Pull out every line of the entries that contains the string "polo", matching case exactly.
+++
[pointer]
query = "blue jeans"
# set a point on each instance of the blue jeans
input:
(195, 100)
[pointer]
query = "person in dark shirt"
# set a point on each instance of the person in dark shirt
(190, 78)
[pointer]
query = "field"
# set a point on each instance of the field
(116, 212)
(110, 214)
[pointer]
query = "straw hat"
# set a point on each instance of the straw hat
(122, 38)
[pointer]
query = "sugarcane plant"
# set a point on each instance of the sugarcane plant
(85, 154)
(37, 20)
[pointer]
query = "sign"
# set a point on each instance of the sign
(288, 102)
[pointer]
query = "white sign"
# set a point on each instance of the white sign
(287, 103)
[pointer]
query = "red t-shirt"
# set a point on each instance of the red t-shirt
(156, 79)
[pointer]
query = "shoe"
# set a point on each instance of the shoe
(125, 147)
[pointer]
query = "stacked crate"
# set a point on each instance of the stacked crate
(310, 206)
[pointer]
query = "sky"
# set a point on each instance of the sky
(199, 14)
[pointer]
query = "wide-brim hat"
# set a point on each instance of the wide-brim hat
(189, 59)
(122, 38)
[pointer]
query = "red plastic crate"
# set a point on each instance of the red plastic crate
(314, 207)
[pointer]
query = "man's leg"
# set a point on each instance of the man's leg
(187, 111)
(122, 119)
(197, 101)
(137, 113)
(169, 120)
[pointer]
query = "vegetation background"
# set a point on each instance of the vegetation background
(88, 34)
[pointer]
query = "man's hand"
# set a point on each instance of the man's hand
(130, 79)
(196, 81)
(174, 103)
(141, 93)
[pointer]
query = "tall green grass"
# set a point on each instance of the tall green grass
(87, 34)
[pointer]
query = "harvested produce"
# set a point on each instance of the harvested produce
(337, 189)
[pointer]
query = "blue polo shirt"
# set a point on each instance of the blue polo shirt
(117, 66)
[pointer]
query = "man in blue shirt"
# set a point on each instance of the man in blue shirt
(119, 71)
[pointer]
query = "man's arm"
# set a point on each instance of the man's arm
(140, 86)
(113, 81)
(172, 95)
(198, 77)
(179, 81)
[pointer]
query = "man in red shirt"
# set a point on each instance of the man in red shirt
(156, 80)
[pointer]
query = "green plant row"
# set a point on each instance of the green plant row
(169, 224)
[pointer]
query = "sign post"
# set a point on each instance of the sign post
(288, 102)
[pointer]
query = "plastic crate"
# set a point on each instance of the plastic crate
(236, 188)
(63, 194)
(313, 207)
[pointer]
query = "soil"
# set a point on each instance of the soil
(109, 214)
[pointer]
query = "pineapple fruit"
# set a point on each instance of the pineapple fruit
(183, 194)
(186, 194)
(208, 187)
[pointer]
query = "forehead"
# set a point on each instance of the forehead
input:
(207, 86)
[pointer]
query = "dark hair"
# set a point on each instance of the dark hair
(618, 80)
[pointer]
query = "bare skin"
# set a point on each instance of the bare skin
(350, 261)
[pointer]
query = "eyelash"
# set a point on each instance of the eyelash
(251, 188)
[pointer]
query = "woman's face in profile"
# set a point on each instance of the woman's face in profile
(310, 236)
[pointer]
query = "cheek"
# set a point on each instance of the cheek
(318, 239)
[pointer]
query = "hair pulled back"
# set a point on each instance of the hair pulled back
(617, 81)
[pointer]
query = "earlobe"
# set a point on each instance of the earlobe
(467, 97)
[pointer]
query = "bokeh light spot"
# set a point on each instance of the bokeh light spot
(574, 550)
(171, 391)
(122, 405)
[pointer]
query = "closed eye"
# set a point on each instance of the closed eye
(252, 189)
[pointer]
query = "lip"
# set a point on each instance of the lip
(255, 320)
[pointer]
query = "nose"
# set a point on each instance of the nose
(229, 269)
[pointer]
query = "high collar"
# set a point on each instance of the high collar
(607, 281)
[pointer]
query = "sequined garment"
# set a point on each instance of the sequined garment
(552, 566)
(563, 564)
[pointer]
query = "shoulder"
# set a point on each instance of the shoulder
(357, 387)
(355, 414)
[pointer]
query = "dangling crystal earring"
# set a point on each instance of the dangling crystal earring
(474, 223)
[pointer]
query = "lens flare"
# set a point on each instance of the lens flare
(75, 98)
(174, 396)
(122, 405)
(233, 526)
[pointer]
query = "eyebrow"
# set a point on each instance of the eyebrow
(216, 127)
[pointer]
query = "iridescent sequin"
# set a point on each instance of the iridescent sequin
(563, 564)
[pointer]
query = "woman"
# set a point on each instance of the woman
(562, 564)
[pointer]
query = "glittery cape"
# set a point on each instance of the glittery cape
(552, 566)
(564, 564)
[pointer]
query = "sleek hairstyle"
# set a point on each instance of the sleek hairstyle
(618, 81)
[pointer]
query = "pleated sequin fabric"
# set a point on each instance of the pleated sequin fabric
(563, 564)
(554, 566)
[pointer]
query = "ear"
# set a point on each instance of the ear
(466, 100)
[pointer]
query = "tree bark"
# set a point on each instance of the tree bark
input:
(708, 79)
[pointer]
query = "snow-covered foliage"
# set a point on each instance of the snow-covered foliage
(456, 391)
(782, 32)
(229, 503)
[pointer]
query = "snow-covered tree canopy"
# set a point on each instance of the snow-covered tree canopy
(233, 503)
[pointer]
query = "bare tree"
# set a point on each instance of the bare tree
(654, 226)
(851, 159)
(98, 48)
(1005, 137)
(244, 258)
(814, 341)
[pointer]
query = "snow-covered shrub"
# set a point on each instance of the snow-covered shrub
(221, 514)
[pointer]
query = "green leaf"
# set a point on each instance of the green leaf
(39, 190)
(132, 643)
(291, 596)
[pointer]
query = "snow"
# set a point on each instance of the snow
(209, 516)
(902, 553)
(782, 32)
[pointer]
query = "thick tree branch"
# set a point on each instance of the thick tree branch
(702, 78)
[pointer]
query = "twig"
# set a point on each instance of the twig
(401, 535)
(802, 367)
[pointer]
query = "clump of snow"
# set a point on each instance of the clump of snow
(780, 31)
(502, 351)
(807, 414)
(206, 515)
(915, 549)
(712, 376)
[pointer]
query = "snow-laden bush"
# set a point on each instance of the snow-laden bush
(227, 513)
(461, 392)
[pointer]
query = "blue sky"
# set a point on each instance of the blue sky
+++
Final result:
query = "blue polo shirt"
# set a point on each instance of the blue polo shirt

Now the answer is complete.